> _QUOTED TEXT_:
-------

I travelled back up to Manchester on the Geriatic Express. Well, it was actually the 11.15 to Piccadilly, but I think I was the youngest traveller by about 35 years. Old people on trains are even more annoying than screaming brats. The grannies spend the entire trip popping up like mearcats everytime we approach a station, trying to see if someone has moved their suitcases from the luggage rack. They moan and whinge across the aisle to each other: 'Isn't this train crowded!', 'trains weren't like this in my day', 'ooh, it looks like it might be raining in Reading, I wonder what it's like in Oxford?', 'I'm 76 you know'. Then the have the audacity to expect someone to help them with the twelve suitcases they each decided to bring with them. I should be tolerant I suppose, I'll be old one day....

...I'm sure I would have been a little bit more sympathetic if it wasn't for the bout of flu I was developing. I could feel it getting steadily worse as the journey went on. Squashed into my seat by Mrs Doubtfire didn't help, nor did the overpowering smell of lavender and mothballs but by the time I got to my destination I was officially sick. It didn't pass until towards the end of Boxing Day, so most of my Christmas break was spent sniffing Olbas Oil tissues and sneezing.

By the 27th I was back to my usual self, and managed to get my sister, brother-in-law and Dad playing Wii tennis. In one heated match between myself and my sister I received a blow to my right elbow caused by a viscious back-hand shot. My first Wii injury. Probably serves me right for implying she boxes like she's ringing a set of handbells.

I travelled back last night by car, thanks to Gibson's taxi service. Heavy traffic, cold winds, local radio stations, but nothing too exciting. After rustling up a meat pie, chips and peas supper for us both I went to bed.

So now I'm back in work. 4 days of 12 hour shifts on my own. Should really use the time to get a few more chapters drafted for the Magnificent Octopus, but at least I have a little trip to Shannon to look forward to now, and the threat of catching the flu bug has past. Sarah and Caoimhe are due to meet up with me in Manchester for a couple of days and I also want to come back on the 24th for a football game in Flixton, and perhaps meet my Scrabble buddy from Wigan for the first time

...so all in all a busy January in prospect.

December 22, 2008

Definition of an Idiot Part V: The Sequel

You'll have to head back to August 17th to read part one of this entry.

Since August, when Sarah and I seperated, she hasn't left my mind. On all subsequent visits to The Rock I've met up with her, and we've got on really well. It looks like we might be trying again.

Now stop screaming, I can hear you all from here. I know the heartache I went through last time, I know the pain I suffered, but I also (hopefully) have my eyes a little wider open this time. We both know the problems we have to overcome, and don't have any preconceived ideas that it's going to be any easier this time around.

-------

> _DATASET_:
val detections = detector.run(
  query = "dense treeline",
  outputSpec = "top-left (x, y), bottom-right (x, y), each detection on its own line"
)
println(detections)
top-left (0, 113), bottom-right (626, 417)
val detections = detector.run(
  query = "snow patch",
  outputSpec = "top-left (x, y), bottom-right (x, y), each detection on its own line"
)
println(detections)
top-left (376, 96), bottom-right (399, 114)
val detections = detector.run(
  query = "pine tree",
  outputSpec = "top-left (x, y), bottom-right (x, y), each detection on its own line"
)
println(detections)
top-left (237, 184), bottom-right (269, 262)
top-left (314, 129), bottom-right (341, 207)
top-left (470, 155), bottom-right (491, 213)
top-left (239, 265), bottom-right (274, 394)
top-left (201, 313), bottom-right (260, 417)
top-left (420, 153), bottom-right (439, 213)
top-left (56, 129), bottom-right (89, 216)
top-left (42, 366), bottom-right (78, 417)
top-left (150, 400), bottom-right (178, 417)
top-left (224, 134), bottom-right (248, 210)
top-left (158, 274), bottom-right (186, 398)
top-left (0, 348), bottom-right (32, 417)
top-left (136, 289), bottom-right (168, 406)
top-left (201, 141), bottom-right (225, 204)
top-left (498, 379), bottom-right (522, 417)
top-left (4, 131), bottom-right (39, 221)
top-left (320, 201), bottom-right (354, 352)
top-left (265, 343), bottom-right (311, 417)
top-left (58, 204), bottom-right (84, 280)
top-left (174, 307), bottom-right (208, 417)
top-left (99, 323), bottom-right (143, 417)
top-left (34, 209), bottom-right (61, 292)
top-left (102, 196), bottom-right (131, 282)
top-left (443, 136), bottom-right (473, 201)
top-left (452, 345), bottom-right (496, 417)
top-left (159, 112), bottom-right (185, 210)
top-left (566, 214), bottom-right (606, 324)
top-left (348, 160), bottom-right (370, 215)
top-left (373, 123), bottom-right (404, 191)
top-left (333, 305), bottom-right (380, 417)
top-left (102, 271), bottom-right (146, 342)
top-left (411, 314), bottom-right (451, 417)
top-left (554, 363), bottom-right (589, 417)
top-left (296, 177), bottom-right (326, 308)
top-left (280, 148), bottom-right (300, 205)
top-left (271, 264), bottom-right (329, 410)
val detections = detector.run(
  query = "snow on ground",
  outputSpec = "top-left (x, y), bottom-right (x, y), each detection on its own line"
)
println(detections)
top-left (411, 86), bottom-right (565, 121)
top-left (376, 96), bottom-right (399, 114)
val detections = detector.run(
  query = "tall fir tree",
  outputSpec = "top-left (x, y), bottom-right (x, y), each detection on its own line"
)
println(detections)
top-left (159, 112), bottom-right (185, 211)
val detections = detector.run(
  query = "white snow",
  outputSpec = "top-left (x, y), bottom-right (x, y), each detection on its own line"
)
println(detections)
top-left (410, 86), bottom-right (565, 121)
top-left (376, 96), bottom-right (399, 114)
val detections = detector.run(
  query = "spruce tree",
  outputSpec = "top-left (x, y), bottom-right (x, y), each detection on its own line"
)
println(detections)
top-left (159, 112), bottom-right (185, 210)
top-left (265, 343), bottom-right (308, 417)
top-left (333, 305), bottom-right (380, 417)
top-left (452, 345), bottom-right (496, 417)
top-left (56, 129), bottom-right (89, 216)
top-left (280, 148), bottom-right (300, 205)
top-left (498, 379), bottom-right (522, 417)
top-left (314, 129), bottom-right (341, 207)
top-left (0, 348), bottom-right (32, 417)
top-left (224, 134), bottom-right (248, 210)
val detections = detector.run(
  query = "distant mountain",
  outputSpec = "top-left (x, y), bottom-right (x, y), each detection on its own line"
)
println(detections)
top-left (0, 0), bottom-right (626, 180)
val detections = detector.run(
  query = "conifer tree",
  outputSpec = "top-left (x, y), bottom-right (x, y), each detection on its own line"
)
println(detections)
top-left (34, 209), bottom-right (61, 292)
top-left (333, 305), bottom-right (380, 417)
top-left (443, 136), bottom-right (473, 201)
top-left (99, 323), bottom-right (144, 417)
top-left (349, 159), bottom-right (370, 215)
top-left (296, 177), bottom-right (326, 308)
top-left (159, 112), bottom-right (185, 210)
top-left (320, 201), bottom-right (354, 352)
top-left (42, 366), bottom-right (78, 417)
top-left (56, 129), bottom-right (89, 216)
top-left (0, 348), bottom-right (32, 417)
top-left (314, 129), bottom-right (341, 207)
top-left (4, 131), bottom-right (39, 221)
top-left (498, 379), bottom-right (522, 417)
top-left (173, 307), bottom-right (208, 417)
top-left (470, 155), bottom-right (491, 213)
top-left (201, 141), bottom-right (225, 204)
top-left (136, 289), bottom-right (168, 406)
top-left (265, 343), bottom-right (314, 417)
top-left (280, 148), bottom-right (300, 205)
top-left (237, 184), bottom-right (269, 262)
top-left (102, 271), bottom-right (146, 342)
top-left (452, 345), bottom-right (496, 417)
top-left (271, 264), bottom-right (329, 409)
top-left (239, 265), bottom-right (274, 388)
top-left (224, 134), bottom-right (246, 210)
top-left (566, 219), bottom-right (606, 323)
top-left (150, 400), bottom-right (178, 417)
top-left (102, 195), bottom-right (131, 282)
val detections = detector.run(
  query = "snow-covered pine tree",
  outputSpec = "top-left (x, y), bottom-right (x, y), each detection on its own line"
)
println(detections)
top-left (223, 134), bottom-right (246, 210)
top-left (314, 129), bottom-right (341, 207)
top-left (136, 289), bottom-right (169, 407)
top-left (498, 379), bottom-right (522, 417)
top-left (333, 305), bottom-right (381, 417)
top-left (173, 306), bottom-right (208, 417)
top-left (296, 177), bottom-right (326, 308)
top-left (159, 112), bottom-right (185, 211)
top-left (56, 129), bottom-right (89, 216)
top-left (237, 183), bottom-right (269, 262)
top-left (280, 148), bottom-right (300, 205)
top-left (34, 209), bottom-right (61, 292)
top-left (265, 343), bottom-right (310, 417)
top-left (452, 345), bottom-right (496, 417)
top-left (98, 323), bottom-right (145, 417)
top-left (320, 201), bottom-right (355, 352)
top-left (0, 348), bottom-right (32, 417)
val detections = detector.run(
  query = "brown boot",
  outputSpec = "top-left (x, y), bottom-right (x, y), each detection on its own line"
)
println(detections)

-------

> _SET PROBLEM 1_: According to the diary text, which train did the writer take back up to Manchester?
> _SET PROBLEM 2_: Write out the diary text from "By the 27th" to "went to bed.", substituting "steak pie" for "meat pie".

> _FULL ANSWER 1_: The 11.15 to Piccadilly.

> _FULL ANSWER 2_:
By the 27th I was back to my usual self, and managed to get my sister, brother-in-law and Dad playing Wii tennis. In one heated match between myself and my sister I received a blow to my right elbow caused by a viscious back-hand shot. My first Wii injury. Probably serves me right for implying she boxes like she's ringing a set of handbells.

I travelled back last night by car, thanks to Gibson's taxi service. Heavy traffic, cold winds, local radio stations, but nothing too exciting. After rustling up a steak pie, chips and peas supper for us both I went to bed.